------ Records to process

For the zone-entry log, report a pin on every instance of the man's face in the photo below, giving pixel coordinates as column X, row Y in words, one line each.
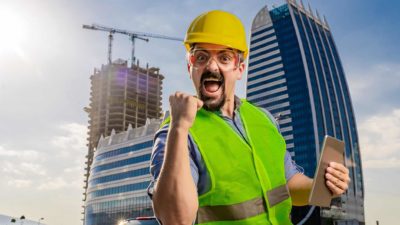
column 214, row 70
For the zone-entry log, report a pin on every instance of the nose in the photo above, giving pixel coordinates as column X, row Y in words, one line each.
column 212, row 65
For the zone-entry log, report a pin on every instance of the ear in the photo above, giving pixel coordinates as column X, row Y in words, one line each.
column 241, row 69
column 189, row 68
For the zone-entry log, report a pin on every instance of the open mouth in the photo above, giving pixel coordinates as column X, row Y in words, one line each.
column 212, row 85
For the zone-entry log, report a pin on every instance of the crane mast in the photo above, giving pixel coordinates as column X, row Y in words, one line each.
column 132, row 35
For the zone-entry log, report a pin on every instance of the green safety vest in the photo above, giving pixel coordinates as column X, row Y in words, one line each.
column 248, row 184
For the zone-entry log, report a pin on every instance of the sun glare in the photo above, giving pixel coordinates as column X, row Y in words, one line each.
column 14, row 29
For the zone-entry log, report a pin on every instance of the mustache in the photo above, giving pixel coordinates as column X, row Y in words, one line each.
column 209, row 74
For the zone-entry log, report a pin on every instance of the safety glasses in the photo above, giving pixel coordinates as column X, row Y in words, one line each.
column 226, row 59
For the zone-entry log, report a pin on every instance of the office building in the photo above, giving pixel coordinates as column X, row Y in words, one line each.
column 120, row 175
column 296, row 73
column 120, row 96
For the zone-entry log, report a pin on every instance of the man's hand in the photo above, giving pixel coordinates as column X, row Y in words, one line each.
column 337, row 178
column 183, row 109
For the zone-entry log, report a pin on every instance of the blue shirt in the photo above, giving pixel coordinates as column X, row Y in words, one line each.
column 198, row 169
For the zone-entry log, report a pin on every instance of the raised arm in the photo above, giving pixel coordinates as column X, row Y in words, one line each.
column 175, row 194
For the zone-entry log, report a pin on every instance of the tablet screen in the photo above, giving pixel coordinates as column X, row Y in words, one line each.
column 332, row 151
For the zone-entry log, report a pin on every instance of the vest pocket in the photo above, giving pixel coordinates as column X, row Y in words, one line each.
column 277, row 195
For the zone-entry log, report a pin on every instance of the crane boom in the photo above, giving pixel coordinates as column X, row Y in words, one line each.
column 132, row 34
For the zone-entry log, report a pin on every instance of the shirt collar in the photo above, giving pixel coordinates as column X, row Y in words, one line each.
column 237, row 104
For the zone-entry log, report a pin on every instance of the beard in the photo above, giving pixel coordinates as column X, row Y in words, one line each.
column 210, row 103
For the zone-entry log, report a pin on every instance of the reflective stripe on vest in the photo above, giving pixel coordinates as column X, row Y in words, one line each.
column 242, row 210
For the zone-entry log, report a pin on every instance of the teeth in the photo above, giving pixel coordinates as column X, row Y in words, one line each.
column 211, row 80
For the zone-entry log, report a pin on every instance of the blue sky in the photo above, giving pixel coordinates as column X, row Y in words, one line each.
column 46, row 59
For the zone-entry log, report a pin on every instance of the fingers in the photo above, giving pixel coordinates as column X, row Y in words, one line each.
column 183, row 109
column 339, row 171
column 337, row 178
column 334, row 189
column 338, row 183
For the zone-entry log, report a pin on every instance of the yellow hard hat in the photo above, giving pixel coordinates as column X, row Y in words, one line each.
column 217, row 27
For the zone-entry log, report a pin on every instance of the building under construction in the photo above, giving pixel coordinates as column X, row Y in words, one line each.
column 120, row 95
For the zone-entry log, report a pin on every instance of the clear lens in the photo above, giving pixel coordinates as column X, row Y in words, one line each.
column 226, row 59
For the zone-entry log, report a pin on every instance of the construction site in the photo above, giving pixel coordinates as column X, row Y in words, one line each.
column 122, row 95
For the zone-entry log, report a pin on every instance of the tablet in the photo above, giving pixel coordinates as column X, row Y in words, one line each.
column 332, row 151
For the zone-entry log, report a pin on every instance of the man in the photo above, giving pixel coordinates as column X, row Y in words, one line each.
column 218, row 159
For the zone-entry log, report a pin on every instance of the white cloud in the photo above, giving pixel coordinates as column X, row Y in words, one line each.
column 73, row 140
column 374, row 87
column 19, row 183
column 53, row 184
column 21, row 154
column 380, row 140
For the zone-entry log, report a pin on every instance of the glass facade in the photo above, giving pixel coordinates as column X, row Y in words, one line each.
column 295, row 72
column 117, row 187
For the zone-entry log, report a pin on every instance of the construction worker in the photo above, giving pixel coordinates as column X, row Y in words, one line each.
column 218, row 159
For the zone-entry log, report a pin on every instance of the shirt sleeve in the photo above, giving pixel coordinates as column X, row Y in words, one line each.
column 157, row 159
column 291, row 168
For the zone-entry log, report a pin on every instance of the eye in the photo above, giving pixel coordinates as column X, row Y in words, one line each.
column 201, row 57
column 225, row 57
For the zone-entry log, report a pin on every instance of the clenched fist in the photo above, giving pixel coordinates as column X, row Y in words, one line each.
column 183, row 109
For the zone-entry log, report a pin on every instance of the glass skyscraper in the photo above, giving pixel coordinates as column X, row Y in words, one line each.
column 295, row 72
column 120, row 175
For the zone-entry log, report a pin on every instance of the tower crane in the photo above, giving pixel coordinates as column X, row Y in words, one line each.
column 132, row 35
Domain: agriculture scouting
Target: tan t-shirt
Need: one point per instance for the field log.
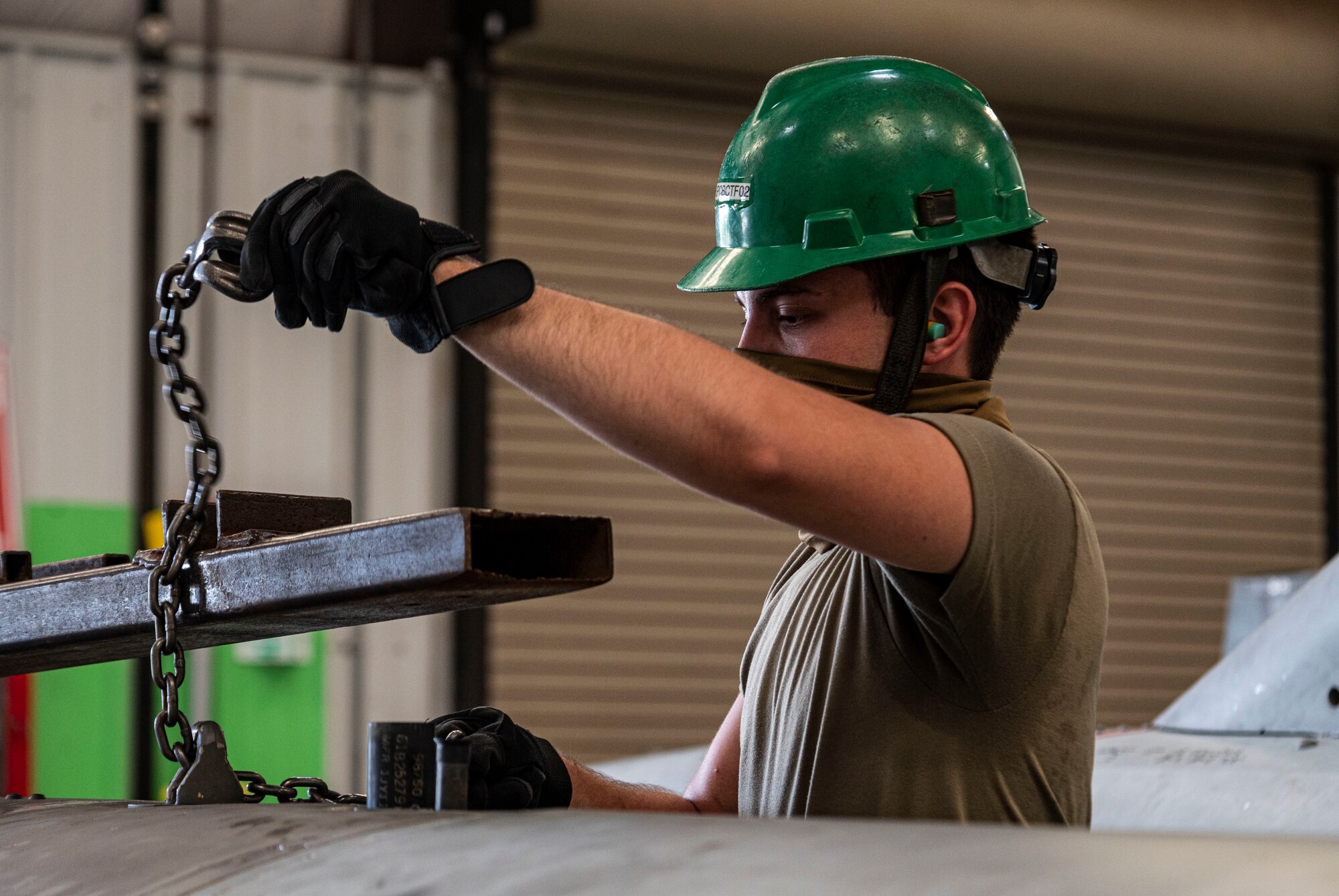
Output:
(872, 691)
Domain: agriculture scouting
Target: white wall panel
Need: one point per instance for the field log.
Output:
(68, 228)
(281, 401)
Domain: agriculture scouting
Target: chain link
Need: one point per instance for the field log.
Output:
(287, 791)
(177, 290)
(208, 261)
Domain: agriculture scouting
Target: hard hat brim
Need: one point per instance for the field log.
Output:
(741, 268)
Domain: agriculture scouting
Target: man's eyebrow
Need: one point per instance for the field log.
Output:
(789, 288)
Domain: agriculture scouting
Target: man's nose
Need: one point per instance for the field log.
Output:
(757, 336)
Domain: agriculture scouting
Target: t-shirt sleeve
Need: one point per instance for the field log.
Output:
(1000, 617)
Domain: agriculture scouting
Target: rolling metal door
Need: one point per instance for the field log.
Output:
(1176, 375)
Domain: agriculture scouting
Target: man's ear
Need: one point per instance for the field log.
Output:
(955, 308)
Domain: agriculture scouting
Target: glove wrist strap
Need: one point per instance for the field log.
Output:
(480, 293)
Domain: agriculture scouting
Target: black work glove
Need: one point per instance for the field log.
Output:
(333, 244)
(509, 767)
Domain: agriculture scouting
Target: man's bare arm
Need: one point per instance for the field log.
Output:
(714, 788)
(890, 487)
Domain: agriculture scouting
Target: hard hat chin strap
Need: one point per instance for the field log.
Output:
(907, 345)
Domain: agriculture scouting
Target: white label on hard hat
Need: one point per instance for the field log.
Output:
(732, 191)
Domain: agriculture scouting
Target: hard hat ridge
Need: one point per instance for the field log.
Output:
(858, 158)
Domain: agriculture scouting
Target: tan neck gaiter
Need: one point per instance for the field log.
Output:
(933, 393)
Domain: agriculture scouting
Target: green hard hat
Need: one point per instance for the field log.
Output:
(858, 158)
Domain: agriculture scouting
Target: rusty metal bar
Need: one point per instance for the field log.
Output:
(408, 566)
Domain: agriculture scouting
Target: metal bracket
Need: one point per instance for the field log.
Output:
(210, 779)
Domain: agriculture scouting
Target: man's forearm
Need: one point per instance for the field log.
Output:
(890, 487)
(606, 369)
(594, 791)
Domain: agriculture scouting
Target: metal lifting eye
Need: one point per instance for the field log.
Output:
(210, 260)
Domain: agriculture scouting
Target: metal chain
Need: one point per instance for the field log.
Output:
(287, 791)
(177, 290)
(211, 260)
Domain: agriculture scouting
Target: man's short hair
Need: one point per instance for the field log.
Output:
(997, 305)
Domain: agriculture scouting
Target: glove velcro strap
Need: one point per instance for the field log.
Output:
(480, 293)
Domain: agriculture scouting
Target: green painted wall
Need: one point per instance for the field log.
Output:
(272, 715)
(81, 716)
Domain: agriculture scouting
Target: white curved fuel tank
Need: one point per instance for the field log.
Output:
(72, 847)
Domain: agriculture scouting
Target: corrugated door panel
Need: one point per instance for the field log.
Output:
(609, 195)
(1176, 375)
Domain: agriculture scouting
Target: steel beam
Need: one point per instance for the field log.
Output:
(347, 575)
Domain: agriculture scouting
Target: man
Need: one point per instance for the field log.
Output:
(931, 649)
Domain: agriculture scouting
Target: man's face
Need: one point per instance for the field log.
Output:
(827, 316)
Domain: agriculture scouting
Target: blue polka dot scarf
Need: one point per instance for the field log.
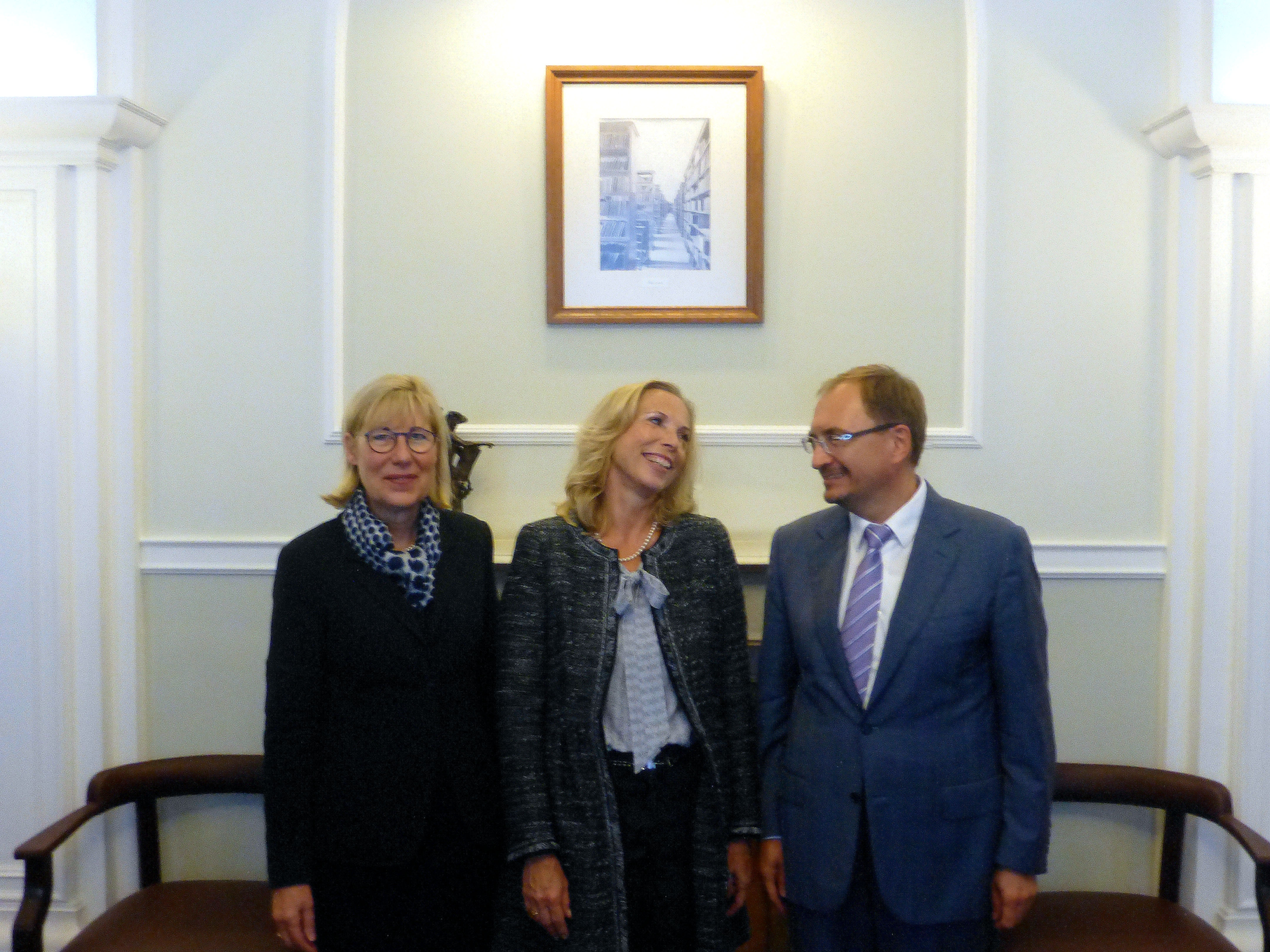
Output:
(416, 568)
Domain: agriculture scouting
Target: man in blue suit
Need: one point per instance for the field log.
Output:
(905, 723)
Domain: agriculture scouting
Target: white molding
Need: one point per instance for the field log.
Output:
(1217, 139)
(962, 437)
(1219, 668)
(73, 130)
(1241, 926)
(258, 557)
(335, 124)
(87, 277)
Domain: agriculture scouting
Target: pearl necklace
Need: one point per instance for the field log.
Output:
(641, 550)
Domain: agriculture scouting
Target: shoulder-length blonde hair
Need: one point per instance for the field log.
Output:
(380, 400)
(613, 417)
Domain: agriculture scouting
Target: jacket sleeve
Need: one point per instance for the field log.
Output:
(738, 706)
(778, 681)
(293, 710)
(1022, 678)
(521, 692)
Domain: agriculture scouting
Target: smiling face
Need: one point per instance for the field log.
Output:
(651, 455)
(870, 473)
(397, 482)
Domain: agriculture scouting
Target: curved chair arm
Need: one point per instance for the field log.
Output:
(1259, 848)
(44, 843)
(37, 890)
(129, 784)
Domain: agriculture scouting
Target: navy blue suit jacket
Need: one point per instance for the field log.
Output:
(954, 757)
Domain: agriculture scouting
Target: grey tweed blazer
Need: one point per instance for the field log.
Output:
(558, 639)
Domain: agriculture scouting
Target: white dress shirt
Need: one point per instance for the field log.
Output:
(895, 562)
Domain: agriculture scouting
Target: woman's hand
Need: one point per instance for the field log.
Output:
(294, 918)
(741, 871)
(771, 866)
(547, 894)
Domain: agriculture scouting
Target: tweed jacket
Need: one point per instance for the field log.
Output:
(557, 644)
(371, 703)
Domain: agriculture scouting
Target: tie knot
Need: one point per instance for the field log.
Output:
(878, 535)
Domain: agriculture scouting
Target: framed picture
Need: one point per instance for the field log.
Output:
(654, 195)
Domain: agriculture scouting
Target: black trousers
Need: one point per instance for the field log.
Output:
(441, 902)
(656, 812)
(864, 923)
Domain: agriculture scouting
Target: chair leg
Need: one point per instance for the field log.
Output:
(37, 894)
(1263, 893)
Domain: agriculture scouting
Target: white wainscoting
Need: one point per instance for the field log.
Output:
(1055, 560)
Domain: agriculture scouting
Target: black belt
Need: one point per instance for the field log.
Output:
(670, 756)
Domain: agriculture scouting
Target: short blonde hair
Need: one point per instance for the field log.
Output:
(613, 417)
(888, 397)
(382, 399)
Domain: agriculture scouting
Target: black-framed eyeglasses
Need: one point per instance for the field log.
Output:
(827, 442)
(384, 441)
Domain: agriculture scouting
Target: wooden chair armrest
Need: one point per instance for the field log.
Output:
(44, 843)
(1253, 842)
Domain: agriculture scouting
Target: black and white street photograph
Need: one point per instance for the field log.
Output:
(654, 195)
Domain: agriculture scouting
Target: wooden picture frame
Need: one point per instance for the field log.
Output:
(626, 253)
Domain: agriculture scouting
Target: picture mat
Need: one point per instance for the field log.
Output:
(584, 106)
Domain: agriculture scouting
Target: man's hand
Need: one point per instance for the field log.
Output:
(741, 871)
(1013, 895)
(547, 894)
(771, 867)
(293, 909)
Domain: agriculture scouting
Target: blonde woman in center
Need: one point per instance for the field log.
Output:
(625, 723)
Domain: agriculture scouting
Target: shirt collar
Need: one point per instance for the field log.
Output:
(903, 522)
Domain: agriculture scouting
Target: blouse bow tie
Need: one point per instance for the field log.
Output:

------------

● **Exercise description**
Repeat the data verbatim, starting at the line containing "of the teeth" and continuing through the line containing "column 338, row 183", with both of those lines included.

● **Result below**
For the zone-entry log, report a pin on every instance of the teeth in the photo above, giving pixel coordinates as column X, row Y in words, one line each.
column 211, row 80
For the zone-entry log, report a pin on every instance of the blue sky in the photo above, giving pixel coordinates as column X, row Y in words, one line each.
column 46, row 59
For the zone-entry log, report a pin on every instance of the fingers in the photo above, giving pixel coordinates as column X, row Y in words, one line each.
column 183, row 109
column 339, row 171
column 337, row 178
column 334, row 189
column 338, row 183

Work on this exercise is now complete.